What you are asked to do => In the material below, turn the lines from the one containing "In this exercise you will locate the red billboard" through the one containing "<point>435,316</point>" into a Markdown table with the columns Row and Text, giving each line a row number and leaving out any blank lines. Include both end lines and no other lines.

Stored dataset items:
━━━━
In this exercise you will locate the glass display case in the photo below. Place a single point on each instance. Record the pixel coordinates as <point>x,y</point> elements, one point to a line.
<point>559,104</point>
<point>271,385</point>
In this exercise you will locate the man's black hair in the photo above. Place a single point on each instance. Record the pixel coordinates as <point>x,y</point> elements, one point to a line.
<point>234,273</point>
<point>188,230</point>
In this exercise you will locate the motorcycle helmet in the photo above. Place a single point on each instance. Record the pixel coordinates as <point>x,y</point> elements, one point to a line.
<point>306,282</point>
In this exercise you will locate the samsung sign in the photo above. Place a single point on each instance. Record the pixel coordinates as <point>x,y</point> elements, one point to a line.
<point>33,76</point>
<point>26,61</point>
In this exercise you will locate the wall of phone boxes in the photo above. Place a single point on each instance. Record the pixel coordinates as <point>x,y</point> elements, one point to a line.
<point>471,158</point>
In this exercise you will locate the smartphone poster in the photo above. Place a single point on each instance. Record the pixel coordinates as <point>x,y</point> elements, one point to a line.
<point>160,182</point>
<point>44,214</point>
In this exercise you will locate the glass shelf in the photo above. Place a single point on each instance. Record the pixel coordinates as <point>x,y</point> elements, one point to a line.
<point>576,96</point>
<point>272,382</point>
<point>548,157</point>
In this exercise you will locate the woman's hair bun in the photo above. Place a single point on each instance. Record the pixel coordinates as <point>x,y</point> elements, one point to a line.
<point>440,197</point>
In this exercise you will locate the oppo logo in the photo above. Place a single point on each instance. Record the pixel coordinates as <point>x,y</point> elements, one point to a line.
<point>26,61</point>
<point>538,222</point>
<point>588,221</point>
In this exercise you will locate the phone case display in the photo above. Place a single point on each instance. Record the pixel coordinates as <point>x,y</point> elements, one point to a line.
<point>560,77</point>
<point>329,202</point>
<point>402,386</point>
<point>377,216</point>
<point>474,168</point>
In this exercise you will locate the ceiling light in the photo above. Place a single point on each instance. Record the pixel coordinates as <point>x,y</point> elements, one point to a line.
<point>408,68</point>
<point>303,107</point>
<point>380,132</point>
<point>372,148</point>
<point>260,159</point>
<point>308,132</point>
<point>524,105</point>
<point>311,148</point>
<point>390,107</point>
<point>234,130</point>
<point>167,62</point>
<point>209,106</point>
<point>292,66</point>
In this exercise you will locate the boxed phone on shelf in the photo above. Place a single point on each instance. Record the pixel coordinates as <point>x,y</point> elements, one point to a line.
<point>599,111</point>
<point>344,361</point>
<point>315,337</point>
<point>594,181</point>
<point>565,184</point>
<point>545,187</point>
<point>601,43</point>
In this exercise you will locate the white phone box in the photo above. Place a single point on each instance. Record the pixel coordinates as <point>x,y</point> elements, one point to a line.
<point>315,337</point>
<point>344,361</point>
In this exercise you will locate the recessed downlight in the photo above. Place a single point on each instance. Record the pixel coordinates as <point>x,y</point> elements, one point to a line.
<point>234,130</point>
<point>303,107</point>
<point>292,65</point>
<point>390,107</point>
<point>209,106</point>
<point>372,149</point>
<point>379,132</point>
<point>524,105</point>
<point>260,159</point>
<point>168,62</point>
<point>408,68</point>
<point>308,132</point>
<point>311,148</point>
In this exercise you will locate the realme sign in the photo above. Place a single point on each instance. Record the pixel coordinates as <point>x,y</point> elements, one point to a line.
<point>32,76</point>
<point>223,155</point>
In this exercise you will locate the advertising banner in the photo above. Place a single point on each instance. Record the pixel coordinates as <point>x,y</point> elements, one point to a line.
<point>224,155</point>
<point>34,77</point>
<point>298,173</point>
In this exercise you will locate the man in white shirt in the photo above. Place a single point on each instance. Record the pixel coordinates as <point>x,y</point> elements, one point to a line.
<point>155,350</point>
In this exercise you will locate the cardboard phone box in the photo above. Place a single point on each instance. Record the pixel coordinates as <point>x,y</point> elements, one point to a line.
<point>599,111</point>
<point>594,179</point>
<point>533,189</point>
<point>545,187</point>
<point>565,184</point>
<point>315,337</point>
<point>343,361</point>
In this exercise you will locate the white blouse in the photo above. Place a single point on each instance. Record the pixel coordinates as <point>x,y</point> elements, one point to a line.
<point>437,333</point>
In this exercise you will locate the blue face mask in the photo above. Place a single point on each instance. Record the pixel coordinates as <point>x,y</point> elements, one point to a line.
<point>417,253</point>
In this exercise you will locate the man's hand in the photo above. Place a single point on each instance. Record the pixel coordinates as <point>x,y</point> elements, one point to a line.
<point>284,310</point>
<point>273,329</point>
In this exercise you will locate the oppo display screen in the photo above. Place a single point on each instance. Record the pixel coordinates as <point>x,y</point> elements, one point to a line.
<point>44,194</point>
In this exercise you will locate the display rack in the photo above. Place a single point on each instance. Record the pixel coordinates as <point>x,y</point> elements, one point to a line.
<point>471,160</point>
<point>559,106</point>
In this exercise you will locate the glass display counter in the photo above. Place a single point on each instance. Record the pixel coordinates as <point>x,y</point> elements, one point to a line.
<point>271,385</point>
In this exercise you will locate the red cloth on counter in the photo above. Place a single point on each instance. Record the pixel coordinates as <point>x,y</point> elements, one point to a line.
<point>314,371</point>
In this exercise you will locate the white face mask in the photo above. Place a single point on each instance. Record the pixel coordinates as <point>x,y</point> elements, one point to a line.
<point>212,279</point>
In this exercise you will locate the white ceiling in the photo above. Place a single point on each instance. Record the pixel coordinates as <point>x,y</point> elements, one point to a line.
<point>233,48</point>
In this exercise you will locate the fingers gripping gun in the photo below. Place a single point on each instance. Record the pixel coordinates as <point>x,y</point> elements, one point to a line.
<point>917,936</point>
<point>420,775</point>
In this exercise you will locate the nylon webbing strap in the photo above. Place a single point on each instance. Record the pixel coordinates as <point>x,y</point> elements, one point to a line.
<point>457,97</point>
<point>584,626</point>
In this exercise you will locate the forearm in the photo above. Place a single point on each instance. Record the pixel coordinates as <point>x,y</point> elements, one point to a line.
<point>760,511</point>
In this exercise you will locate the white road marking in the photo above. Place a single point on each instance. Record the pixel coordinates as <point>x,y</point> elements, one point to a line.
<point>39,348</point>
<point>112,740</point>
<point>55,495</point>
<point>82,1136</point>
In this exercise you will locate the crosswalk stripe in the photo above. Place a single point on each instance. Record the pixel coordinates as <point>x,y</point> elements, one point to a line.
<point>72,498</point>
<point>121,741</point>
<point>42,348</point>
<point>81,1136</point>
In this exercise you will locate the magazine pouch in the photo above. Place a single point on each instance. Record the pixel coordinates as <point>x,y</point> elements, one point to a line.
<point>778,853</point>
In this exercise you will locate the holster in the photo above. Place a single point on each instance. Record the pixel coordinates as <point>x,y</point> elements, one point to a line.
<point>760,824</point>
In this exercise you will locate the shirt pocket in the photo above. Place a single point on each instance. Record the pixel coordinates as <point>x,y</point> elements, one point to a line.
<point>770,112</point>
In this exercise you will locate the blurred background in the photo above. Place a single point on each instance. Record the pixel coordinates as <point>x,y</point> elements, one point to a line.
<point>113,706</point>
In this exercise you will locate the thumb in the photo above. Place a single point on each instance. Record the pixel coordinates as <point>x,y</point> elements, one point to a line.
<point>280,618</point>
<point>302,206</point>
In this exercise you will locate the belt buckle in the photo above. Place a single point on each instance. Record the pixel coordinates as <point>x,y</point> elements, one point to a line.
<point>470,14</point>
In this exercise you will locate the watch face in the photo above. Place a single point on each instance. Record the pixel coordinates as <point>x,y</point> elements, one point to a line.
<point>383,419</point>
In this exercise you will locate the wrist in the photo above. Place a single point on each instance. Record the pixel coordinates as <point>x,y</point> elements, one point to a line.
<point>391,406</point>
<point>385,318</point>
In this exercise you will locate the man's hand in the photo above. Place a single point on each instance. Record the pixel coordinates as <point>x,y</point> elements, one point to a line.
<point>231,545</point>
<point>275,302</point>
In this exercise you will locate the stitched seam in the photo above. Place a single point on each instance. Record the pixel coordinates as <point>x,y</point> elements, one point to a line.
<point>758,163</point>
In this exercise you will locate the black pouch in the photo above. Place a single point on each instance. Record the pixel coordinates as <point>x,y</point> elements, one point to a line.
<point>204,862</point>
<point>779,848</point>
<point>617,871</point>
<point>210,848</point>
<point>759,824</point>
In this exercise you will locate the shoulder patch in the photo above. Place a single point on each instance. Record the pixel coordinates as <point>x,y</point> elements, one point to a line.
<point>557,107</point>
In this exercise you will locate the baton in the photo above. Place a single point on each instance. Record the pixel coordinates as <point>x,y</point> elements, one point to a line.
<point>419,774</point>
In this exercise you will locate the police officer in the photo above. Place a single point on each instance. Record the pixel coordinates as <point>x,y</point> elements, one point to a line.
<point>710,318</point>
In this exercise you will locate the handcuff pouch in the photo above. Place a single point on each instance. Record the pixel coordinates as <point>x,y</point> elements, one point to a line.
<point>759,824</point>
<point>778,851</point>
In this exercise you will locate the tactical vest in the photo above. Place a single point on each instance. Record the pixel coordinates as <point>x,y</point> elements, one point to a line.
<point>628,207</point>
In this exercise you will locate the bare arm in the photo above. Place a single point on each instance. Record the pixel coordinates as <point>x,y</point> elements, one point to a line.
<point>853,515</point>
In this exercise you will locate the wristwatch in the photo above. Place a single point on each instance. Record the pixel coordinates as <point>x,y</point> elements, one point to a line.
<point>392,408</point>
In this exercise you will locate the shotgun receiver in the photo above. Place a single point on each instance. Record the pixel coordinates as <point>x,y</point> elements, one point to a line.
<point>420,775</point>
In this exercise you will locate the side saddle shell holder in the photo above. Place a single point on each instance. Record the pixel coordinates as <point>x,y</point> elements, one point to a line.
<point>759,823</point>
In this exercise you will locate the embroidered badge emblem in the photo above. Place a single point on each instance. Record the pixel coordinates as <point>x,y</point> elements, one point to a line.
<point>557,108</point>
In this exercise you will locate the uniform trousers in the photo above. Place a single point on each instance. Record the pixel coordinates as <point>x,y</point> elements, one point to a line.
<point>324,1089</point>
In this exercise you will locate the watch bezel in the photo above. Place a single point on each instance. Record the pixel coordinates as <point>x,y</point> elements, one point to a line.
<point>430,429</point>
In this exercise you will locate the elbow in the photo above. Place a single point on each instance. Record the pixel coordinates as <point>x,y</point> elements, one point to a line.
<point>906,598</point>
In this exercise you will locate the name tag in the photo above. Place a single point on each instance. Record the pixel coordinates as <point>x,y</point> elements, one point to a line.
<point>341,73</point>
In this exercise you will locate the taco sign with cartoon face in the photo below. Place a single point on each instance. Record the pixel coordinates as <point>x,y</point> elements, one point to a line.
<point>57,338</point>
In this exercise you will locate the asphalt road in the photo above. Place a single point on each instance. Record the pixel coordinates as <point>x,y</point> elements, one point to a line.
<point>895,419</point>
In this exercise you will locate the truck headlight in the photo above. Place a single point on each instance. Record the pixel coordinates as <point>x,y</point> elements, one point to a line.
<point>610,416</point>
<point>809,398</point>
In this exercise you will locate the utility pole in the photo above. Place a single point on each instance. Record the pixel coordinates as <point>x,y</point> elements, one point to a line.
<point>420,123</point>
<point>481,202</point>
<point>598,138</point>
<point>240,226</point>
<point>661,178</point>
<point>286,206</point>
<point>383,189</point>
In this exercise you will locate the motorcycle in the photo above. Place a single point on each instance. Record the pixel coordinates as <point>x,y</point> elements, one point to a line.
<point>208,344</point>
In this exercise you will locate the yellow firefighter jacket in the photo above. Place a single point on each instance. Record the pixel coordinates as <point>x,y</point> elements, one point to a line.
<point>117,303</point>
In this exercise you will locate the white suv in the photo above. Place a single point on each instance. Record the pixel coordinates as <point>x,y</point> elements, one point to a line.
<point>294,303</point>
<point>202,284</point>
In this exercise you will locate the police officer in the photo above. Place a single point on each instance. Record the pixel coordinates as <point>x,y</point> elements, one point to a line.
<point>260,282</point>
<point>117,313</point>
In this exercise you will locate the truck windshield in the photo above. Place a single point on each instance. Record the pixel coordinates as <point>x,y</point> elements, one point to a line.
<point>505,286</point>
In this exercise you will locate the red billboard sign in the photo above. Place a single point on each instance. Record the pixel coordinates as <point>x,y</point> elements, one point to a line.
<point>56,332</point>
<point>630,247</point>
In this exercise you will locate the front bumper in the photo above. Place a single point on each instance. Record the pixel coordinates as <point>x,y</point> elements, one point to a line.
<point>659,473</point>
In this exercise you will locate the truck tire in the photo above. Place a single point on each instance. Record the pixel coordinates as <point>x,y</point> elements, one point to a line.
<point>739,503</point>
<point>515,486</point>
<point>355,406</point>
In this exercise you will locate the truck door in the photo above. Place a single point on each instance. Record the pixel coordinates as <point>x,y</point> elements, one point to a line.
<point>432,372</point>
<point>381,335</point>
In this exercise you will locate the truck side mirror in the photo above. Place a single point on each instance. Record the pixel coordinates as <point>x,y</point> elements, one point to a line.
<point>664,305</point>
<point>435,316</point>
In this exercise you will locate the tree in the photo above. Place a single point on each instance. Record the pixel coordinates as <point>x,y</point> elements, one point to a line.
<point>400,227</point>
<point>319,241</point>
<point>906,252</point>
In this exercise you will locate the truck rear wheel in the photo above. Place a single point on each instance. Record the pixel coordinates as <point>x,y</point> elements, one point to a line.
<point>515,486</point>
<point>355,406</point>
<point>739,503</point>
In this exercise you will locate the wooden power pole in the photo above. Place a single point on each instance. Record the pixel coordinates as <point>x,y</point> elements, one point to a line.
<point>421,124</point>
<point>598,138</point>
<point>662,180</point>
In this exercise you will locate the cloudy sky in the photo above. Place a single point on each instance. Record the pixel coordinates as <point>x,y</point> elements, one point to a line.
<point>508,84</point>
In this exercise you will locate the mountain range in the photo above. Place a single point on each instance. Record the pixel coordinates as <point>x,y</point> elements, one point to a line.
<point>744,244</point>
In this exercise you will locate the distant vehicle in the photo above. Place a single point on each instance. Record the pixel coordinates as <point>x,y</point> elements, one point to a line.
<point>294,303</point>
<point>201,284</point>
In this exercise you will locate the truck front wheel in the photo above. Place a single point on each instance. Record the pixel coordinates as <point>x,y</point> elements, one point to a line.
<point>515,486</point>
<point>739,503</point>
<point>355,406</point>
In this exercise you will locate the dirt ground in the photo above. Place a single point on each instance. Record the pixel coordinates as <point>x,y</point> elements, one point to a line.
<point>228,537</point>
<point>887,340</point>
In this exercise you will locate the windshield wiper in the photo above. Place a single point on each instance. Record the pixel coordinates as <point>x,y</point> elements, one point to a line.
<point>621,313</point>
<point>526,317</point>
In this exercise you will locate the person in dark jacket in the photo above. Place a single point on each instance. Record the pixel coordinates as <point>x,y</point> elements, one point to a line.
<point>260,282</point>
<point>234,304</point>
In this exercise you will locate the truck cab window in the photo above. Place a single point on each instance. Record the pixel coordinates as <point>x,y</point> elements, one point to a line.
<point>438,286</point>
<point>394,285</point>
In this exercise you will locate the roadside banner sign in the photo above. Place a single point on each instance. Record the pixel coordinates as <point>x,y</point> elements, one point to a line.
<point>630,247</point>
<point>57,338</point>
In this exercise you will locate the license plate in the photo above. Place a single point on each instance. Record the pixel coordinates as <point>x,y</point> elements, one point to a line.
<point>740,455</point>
━━━━
Written solution =>
| Row | Text |
|---|---|
| 1 | In this exercise you will locate the red billboard sign in the photo above. Place a single point on each instance. Record the pixel coordinates as <point>x,y</point> elements, one point to a line. |
| 2 | <point>56,332</point> |
| 3 | <point>630,247</point> |
| 4 | In this exercise you will locate the front bumper in the photo above. Place a single point on each instance. Record the pixel coordinates as <point>x,y</point> elements, one point to a line. |
| 5 | <point>659,473</point> |
| 6 | In this exercise you will locate the truck tire in the photo above. Place a single point on each instance. Record the pixel coordinates as <point>x,y</point> elements, one point to a line. |
| 7 | <point>739,503</point> |
| 8 | <point>515,486</point> |
| 9 | <point>355,406</point> |
| 10 | In this exercise you will locate the truck door in the photo above. Place a single point on each instance. Record the pixel coordinates as <point>x,y</point> elements, one point to a line. |
| 11 | <point>432,372</point> |
| 12 | <point>381,335</point> |
| 13 | In this exercise you will locate the truck side mirror in the photo above. Place a single point on each instance. Record the pixel coordinates as <point>x,y</point> elements, one point to a line. |
| 14 | <point>664,305</point> |
| 15 | <point>435,316</point> |